▸ What you will do
Pull out every line of the material below that contains the string "trim", and list them in their original order.

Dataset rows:
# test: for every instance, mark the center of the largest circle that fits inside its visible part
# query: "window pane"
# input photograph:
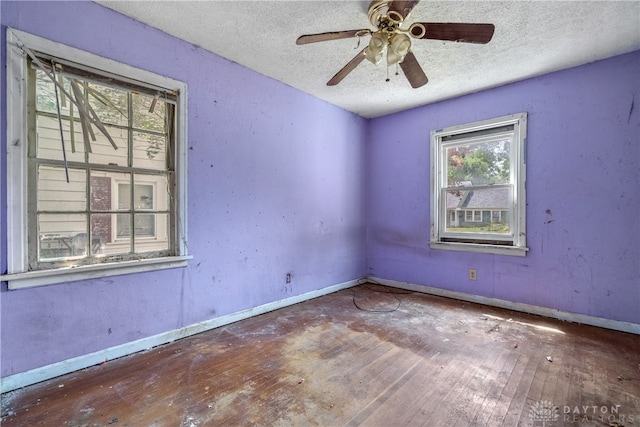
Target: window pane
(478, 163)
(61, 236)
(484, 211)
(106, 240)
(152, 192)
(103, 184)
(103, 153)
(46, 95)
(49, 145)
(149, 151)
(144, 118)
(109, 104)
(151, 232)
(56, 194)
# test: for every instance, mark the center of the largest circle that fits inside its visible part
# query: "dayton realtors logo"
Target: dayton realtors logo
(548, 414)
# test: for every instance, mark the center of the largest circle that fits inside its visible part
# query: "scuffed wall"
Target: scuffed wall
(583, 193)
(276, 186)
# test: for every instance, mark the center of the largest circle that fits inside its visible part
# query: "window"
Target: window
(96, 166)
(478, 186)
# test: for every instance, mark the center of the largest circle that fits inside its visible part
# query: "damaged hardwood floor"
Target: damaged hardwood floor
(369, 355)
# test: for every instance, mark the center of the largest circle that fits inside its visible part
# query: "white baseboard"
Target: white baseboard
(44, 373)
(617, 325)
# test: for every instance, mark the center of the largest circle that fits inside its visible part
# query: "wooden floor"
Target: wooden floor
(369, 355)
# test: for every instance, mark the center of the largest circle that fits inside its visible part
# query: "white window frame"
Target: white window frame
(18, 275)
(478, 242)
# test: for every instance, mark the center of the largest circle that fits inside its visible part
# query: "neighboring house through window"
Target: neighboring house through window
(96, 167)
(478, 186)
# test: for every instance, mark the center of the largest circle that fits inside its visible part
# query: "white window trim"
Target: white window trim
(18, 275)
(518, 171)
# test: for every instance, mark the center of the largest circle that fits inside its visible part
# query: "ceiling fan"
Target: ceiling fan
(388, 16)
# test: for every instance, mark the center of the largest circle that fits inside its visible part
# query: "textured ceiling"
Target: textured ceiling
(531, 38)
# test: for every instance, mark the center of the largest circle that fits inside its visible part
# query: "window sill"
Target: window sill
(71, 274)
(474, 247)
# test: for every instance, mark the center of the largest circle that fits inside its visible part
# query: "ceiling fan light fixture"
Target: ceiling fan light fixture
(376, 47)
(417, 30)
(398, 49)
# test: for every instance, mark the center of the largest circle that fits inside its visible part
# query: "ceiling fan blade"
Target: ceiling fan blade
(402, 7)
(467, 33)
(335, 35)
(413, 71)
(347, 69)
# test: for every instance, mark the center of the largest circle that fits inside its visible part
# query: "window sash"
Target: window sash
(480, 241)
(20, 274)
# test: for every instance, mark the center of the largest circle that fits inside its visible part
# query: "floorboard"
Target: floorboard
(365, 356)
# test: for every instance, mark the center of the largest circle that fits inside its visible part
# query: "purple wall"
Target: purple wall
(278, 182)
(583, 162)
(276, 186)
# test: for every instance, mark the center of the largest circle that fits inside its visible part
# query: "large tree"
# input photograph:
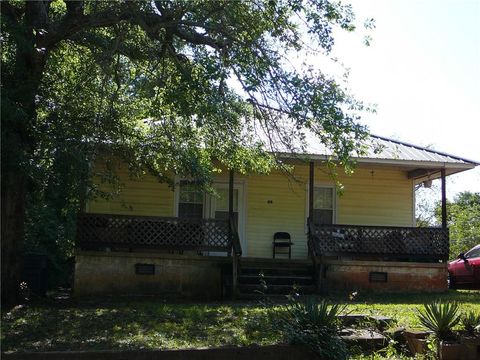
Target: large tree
---
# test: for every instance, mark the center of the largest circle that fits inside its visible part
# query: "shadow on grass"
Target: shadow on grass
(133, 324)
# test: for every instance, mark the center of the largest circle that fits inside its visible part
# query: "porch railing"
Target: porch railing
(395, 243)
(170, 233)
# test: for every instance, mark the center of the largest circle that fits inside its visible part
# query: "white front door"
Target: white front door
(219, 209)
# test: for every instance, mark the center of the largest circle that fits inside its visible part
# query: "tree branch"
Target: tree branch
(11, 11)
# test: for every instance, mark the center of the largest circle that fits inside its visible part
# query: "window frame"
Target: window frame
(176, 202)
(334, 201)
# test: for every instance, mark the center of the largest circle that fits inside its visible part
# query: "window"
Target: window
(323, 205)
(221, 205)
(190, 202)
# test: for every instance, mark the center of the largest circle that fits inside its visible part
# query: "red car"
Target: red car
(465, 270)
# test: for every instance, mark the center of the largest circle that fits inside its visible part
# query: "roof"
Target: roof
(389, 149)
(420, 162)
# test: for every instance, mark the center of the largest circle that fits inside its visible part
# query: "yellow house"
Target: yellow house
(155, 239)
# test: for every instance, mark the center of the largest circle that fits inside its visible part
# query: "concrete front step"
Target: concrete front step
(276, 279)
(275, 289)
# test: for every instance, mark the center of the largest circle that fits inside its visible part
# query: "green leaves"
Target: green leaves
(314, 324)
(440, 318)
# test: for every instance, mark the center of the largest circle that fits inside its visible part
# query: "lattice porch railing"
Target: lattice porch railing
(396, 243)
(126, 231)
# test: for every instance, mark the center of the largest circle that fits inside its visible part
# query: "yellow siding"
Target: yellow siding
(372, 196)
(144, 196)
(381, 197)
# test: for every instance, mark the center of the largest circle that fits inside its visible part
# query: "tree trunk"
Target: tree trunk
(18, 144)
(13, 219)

▸ Exercise result
# query: "white window trim"
Target: white window trim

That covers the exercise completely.